### EXERCISE DIRECTIONS
Resume the discussion section on young adults' resistance to algorithmic advertising on social media, continuing directly after its last sentence.

### TEXT PROVIDED
To test if social media strength affects the model paths, MGA was administered to three groups of users: non-users, low users, and high users. Outcomes indicated some statistically significant path coefficient differences, mostly related to the influence of digital well-being (DWB) and perceived ad fatigue (PAF) on intermediary constructs. There was a significant difference in the DWB → ADL path between non-users and heavy social media users (Δβ = 0.182, p = 0.004) and between heavy and light users as well (Δβ = −0.131, p = 0.016). This indicates that greater digital well-being might be more strongly linked to advertising literacy in non-users than with heavy users. In addition, digital well-being → perceived relevance (DWB → PR) differed between heavy users and non-users significantly (Δβ = 0.156, p = 0.044), as digital well-being plays a greater role in perceived relevance in less intensive social media environments. Lastly, the connection between perceived ad fatigue and advertising literacy (PAF → ADL) significantly differed more in non-users compared to high social media users (Δβ = 0.146, p = 0.044) and between high users and low users (Δβ = −0.210, p = 0.011). This would reflect that ad fatigue would develop literacy more significantly in individuals who are not actively involved in extensive use of social media.

5. Discussion

The current research aimed to disentangle the psychological mechanisms of resistance to algorithmic persuasion for young adults on social media. With the assistance of PLS-SEM, we tested the predictive role of perceived ad fatigue (PAF), digital well-being (DWB), advertising literacy (ADL), and perceived relevance (PR) for resistance to persuasion (RTP). Against the initial hypothesis, perceived ad fatigue did not predict resistance. Conversely, perceived relevance, advertising literacy, and digital well-being were all strongly positively correlated with resistance. These outcomes provide a rich image of how relevance-based, cognitive, and affective processes combine to influence resistance within saturated, AI-personalized environments [2,11,19].
The finding of no significant association between perceived ad fatigue and resistance to persuasion (H1 not supported) contradicts a general hypothesis from both the marketing and HCI literature that emotional exhaustion due to advertising will always result in oppositional behavior. Although previous studies have documented that chronic exposure to algorithmic content produces fatigue and disengagement [11,19], fatigue, in itself, does not appear to be an effective cue to trigger resistance. This concurs with theory describing criticism that fatigue is typically a somatic or passive reaction, with evasiveness or withdrawal as opposed to mental active resistance [9].
There are a number of explanations for this finding. First, emotional exhaustion might result in avoidance or scrolling rather than resistance or disbelief—behaviors that resistance here does not explain. Second, fatigue might be acting indirectly through mediators like relevance or control perceptions, rather than directly [22]. Last but not least, the ubiquity of habituation online will also diffuse the affective salience of fatigue in such a way that members bear with it as the price of membership and not as a cue to resist. This would necessitate a subtler theoretical explanation of resistance that can differentiate between disengagement, coping, and defiance.

### LISTED RECORDS
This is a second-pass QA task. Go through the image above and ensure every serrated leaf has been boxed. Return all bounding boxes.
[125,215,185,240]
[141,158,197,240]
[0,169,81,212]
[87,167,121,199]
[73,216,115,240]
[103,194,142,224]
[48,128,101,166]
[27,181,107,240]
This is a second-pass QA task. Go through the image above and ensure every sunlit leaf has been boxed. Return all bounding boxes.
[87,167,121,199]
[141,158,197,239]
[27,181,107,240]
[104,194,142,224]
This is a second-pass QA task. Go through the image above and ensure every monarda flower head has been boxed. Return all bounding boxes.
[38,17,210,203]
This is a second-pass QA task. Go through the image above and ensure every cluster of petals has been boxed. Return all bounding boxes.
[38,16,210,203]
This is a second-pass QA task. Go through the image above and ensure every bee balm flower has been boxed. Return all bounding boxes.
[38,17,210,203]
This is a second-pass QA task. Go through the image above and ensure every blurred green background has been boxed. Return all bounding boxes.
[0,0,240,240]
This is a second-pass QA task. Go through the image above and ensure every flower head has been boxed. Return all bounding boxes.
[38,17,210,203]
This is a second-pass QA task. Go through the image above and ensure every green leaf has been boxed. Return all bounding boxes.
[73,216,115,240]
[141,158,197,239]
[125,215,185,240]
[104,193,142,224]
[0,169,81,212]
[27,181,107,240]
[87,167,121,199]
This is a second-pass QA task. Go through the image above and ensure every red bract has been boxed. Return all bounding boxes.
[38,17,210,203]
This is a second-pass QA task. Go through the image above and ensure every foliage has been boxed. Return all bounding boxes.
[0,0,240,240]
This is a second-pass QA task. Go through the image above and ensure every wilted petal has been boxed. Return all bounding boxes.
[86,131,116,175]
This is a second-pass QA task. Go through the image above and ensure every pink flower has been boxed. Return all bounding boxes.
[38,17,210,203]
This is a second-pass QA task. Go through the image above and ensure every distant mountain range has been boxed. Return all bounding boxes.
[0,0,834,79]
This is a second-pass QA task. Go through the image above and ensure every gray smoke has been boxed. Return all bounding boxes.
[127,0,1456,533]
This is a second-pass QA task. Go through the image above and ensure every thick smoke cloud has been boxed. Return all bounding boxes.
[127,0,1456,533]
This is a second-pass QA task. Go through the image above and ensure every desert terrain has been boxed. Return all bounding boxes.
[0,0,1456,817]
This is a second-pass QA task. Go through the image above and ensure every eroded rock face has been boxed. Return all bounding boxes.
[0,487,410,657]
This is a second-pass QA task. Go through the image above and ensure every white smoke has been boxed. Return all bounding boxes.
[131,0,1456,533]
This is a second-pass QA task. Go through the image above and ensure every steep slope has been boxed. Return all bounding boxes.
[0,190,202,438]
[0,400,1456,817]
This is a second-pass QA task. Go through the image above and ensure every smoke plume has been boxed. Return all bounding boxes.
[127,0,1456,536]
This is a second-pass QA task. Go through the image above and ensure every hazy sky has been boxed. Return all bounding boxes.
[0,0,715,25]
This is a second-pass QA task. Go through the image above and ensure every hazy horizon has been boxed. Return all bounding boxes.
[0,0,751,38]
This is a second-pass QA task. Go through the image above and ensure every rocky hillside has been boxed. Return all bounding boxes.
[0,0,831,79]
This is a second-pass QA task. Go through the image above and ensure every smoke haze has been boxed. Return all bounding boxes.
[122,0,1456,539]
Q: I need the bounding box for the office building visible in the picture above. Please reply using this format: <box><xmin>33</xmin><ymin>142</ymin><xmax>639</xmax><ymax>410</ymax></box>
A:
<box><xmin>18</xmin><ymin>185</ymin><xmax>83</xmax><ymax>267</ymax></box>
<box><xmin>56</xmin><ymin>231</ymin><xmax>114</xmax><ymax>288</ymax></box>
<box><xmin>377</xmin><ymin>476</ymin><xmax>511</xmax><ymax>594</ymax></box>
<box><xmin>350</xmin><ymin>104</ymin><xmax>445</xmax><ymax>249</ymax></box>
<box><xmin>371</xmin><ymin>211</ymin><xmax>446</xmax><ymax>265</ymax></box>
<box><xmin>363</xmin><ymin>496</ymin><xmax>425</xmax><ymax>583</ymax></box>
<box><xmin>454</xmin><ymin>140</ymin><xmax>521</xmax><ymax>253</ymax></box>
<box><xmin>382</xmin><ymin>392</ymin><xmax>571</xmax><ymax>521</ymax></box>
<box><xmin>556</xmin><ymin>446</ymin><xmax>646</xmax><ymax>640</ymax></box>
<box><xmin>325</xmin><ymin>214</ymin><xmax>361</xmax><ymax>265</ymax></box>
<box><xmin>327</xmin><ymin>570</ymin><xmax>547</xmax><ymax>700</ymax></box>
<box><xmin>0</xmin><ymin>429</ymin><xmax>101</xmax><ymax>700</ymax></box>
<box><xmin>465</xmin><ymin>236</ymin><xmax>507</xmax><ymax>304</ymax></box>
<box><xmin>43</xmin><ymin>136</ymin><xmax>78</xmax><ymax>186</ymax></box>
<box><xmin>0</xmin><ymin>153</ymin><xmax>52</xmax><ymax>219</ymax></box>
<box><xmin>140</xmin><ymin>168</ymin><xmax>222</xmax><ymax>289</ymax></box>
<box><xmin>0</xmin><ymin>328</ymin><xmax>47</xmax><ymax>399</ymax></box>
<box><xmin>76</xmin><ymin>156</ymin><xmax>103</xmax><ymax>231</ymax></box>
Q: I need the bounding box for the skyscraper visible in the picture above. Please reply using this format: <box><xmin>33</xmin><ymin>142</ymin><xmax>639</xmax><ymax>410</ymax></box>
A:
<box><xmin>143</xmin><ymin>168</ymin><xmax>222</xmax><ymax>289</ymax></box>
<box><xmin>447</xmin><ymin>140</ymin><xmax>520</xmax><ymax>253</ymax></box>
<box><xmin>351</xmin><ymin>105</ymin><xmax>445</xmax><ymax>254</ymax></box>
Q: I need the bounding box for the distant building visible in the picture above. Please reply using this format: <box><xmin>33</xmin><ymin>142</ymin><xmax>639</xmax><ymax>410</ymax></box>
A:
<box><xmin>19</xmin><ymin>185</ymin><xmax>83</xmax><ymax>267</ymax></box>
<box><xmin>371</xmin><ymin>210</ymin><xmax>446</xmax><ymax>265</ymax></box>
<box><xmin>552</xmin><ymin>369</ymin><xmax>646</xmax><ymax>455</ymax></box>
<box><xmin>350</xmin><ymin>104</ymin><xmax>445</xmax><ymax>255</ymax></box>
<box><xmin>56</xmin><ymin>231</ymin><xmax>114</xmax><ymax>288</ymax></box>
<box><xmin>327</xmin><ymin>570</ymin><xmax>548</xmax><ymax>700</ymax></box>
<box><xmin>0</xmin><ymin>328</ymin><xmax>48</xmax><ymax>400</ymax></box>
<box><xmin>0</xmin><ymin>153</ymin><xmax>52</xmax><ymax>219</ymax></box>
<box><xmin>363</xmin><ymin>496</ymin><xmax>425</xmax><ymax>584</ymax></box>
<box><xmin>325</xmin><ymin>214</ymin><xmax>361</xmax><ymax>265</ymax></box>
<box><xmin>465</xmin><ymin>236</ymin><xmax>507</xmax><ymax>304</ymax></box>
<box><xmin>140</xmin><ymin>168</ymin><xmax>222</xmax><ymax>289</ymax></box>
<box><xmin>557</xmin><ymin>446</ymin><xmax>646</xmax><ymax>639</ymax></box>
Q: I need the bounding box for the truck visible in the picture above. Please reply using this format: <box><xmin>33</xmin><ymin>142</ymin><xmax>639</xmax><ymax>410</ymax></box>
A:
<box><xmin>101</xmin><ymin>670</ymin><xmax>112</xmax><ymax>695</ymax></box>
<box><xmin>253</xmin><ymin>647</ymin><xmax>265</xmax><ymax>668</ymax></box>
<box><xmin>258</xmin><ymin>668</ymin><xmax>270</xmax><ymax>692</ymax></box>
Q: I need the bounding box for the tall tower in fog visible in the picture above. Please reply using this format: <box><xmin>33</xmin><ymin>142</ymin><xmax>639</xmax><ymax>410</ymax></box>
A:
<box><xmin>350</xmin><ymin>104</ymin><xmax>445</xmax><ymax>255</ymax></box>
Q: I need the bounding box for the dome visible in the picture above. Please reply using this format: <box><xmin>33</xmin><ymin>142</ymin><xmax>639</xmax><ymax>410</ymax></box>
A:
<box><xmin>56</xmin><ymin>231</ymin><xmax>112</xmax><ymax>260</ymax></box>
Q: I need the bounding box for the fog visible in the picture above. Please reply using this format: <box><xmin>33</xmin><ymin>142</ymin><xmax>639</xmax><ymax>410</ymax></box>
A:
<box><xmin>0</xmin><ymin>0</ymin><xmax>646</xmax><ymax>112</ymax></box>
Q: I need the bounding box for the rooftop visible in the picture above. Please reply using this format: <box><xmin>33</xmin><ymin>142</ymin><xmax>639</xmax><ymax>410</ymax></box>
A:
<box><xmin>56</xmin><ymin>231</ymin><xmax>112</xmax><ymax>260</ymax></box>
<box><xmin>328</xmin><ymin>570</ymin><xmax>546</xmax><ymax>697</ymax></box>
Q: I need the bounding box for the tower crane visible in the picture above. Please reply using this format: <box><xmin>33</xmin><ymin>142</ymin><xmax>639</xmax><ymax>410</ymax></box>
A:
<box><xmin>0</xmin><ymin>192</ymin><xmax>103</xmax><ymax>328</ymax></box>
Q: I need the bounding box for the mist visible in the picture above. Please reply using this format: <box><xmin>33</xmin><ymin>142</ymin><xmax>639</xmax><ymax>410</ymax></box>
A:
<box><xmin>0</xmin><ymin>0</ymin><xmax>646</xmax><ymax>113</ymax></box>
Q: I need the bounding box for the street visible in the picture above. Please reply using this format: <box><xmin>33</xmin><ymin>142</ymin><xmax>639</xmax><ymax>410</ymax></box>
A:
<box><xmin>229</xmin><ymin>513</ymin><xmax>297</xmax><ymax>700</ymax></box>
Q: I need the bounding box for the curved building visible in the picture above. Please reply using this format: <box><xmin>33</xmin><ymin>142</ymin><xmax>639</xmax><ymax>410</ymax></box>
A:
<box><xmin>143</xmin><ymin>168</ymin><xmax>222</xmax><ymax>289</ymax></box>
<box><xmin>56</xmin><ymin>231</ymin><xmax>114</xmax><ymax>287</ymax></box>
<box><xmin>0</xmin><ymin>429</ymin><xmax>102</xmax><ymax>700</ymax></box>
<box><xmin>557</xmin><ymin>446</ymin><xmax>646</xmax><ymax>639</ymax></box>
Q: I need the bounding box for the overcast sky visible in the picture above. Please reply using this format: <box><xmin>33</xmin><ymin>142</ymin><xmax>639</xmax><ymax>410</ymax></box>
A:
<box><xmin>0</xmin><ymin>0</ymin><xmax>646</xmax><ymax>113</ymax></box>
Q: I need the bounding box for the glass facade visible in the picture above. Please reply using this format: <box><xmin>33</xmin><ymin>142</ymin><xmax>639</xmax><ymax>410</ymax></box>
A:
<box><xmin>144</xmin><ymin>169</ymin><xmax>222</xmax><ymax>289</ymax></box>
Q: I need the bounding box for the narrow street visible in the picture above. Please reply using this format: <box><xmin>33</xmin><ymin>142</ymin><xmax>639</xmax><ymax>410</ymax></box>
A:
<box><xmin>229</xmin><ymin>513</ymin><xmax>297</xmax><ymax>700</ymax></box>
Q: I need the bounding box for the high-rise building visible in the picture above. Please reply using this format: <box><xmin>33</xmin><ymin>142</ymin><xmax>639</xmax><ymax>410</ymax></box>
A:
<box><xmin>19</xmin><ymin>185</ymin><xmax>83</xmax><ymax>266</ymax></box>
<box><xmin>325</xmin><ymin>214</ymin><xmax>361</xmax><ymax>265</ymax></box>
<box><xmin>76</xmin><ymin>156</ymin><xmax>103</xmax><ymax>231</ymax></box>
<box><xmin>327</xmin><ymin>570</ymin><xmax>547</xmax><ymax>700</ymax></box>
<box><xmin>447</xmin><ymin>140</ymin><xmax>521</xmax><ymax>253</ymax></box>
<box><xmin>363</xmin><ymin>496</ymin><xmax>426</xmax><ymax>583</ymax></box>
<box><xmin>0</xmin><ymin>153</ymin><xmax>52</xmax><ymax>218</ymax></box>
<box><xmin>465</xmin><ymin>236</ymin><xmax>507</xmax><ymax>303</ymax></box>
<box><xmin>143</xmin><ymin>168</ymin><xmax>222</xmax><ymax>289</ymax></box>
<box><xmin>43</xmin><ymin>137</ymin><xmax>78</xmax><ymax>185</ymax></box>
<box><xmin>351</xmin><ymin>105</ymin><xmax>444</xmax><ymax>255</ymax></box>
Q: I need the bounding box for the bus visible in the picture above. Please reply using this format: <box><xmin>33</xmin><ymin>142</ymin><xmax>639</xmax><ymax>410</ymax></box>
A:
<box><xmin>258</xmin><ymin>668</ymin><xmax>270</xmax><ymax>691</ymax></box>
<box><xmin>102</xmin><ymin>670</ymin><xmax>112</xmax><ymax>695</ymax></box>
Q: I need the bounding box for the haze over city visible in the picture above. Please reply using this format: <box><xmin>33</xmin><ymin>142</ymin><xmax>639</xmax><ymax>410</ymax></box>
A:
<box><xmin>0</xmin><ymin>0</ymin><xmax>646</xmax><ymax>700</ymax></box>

### EXERCISE OUTPUT
In contrast, digital well-being was the best direct predictor of resistance to persuasion, supporting Hypothesis 2. This is in line with the contention that individuals with healthier digital habits and self-regulation skills are more likely to be autonomous in digital environments [17]. This conclusion, which is informed by self-regulation theory and digital models of mental health, suggests that individuals who score high on DWB are more likely to manage algorithmic pressure, to resist manipulation, and to take critical distance from puce cues. This also underpins the argument that DWB is an active ability and not a passive state—covering emotional regulation, attention management, and boundary maintenance in digital space [29]. Significantly, this extends the theoretical comprehension of DWB from wellness to critical agency. From a design standpoint, user-control-supported platforms, encouraging mindful use, or limiting content saturation can indirectly facilitate resistance by facilitating digital well-being [25].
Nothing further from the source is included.